* Your task *
Below are several entries. Transcribe exactly those lines that fall from the one with "Find gray wood kitchen cabinet here." through the one with "Find upper cabinet door here.", end lines included.

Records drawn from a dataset
--- --- ---
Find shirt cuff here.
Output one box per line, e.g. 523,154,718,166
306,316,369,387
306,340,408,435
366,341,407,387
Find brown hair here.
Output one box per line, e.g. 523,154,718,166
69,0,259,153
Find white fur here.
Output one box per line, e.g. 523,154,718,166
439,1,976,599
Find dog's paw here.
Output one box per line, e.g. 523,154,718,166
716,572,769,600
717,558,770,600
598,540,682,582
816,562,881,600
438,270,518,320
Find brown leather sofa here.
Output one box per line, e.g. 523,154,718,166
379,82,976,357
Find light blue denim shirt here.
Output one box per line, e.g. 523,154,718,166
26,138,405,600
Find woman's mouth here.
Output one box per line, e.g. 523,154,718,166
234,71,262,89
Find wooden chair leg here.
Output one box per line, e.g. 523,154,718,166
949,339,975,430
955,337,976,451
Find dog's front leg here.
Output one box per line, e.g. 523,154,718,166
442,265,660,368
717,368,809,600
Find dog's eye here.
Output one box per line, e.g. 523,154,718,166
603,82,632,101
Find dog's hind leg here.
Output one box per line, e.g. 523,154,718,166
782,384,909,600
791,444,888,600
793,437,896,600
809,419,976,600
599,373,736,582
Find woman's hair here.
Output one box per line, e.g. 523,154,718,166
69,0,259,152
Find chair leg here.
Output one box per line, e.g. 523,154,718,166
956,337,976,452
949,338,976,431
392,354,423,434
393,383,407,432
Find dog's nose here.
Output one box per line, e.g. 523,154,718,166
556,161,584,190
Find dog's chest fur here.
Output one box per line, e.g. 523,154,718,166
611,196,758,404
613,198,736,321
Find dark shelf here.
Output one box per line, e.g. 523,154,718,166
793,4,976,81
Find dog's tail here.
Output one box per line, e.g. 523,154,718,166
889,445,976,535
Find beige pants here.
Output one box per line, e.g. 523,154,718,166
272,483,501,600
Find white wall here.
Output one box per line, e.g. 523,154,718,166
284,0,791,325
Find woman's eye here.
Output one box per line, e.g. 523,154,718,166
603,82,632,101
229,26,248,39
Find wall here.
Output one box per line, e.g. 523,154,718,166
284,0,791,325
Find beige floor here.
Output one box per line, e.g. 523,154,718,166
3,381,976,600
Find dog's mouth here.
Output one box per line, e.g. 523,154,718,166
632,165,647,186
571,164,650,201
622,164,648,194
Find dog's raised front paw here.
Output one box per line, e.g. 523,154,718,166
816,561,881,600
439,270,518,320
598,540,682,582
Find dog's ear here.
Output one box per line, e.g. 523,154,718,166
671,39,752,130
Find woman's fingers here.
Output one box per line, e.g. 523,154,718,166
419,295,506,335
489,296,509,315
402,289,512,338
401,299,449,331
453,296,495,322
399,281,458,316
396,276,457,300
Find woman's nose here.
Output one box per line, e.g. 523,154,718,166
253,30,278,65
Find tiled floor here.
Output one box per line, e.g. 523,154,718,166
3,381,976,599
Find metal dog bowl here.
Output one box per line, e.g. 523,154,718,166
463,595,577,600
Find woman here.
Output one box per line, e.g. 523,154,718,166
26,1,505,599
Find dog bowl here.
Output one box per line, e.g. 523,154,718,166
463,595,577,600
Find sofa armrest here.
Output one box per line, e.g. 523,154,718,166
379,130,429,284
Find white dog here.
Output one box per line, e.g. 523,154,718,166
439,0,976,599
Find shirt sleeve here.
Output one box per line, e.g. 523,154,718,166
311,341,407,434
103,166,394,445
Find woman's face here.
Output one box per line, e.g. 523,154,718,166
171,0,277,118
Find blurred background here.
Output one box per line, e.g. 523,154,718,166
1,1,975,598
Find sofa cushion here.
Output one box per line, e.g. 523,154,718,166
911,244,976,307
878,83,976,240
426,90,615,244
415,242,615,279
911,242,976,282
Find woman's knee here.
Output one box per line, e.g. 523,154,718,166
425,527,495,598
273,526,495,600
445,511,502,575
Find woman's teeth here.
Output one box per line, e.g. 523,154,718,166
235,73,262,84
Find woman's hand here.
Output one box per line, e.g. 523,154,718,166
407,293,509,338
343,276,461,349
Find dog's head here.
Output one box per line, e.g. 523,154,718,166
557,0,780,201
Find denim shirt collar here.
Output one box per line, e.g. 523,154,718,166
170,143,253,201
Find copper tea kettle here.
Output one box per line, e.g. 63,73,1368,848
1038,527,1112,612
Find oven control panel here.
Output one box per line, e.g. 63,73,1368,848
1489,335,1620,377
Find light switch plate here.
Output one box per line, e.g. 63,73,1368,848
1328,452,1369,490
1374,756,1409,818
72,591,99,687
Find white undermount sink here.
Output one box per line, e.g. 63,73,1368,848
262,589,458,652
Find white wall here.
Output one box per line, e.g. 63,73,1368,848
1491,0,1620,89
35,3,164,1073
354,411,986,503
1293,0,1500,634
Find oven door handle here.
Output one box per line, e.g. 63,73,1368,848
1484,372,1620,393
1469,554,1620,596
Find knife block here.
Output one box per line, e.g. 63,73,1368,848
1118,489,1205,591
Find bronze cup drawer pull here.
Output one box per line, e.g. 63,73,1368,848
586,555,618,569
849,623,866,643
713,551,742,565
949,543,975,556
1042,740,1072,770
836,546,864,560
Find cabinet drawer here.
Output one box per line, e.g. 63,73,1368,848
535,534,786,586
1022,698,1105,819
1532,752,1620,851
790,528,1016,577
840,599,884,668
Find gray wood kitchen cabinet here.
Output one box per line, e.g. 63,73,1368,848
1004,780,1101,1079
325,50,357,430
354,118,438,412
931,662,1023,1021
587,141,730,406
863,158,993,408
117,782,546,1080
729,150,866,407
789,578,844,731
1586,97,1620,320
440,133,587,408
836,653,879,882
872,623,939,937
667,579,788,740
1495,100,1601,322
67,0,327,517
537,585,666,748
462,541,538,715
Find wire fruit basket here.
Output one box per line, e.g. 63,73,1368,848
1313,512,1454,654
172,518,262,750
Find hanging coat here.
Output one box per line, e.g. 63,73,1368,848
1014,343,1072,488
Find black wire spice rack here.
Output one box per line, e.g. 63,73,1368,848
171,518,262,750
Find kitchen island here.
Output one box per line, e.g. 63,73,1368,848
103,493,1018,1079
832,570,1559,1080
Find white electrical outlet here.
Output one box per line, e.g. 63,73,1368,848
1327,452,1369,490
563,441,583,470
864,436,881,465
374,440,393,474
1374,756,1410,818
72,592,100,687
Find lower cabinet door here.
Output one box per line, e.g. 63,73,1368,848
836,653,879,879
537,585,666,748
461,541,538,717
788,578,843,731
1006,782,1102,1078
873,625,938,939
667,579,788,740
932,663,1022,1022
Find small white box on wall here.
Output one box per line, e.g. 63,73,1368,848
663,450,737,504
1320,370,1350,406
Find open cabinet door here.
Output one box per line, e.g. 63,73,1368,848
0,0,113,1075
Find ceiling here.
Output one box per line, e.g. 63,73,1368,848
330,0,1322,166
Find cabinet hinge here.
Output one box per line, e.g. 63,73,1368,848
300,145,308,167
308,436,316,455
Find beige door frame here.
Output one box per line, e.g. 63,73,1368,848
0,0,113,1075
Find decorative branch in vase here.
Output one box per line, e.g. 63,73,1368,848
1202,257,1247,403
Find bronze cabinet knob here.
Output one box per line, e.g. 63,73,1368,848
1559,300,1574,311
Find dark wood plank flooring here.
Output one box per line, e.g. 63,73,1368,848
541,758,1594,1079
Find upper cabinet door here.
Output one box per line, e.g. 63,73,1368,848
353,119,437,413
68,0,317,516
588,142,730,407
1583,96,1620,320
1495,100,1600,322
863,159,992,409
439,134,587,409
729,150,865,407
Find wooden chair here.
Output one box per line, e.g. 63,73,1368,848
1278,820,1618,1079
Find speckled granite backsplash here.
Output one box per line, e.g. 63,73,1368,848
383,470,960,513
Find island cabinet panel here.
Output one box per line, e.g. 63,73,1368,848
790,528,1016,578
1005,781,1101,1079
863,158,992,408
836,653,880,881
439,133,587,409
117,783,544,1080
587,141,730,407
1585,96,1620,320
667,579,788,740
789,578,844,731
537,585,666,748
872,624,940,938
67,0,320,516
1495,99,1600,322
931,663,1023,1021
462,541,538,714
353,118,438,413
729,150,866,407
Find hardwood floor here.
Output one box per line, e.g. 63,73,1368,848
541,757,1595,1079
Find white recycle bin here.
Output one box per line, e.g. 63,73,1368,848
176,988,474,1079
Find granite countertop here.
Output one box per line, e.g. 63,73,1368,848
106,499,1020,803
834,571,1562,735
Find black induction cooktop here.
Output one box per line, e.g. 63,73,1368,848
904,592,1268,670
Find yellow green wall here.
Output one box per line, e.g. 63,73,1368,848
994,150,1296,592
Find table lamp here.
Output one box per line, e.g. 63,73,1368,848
--- --- ---
* Completed exercise *
Find gray wood kitchen cabinet here.
Output one box per line, e.g. 63,73,1368,848
1004,780,1101,1079
325,50,357,430
354,118,438,412
931,662,1023,1021
587,141,730,406
863,158,993,408
117,782,546,1080
729,150,866,407
789,578,844,731
1586,97,1620,320
440,133,587,408
836,653,879,882
872,623,939,937
667,579,788,740
1495,100,1601,322
67,0,327,517
537,585,666,748
462,541,538,715
Find wire fruit basket here.
Output one box per line, e.g. 63,73,1368,848
1313,512,1454,654
172,518,262,750
Find hanging coat here.
Output one box per line, e.g. 63,73,1368,848
1014,343,1072,488
Find black wire spice rack here.
Output one box per line, e.g. 63,73,1368,848
171,518,262,750
Find kitchen island here.
Output one box per line, e.g. 63,73,1368,848
103,493,1018,1079
832,570,1559,1080
Find white electrical outlet here.
Output one box per line, e.g. 63,73,1368,848
1327,452,1369,490
563,441,583,470
864,436,881,465
374,440,393,474
1374,756,1410,818
72,592,100,687
Find lower cabinet door here.
Output one box per line, e.g. 63,73,1368,848
836,653,879,879
537,585,666,748
461,541,538,717
788,578,843,731
1006,782,1102,1078
873,625,938,939
667,579,788,740
932,663,1022,1022
Find small white box on wall here.
Output one box per line, e.g. 63,73,1368,848
663,450,737,504
1320,370,1350,406
Find open cabinet door here.
Output one box per line, e.g. 63,73,1368,848
0,0,113,1075
Find ceiling here.
Output one box per line, e.g. 63,73,1368,848
330,0,1322,166
Find cabinet hinge here.
Output one box per line, e.g. 63,73,1368,848
300,145,308,167
308,436,316,455
Find beige door frame here.
Output one box per line, e.g. 63,73,1368,848
0,0,113,1075
Find decorative branch in vase here.
Output one box per line, e.g. 63,73,1368,848
1202,257,1247,403
Find bronze cabinet knob here.
Output one box per line, e.g. 63,73,1368,848
1559,300,1574,311
Find dark wood plank flooring here.
Output one box per line, e.g. 63,73,1368,848
541,758,1594,1079
Find upper cabinet door here.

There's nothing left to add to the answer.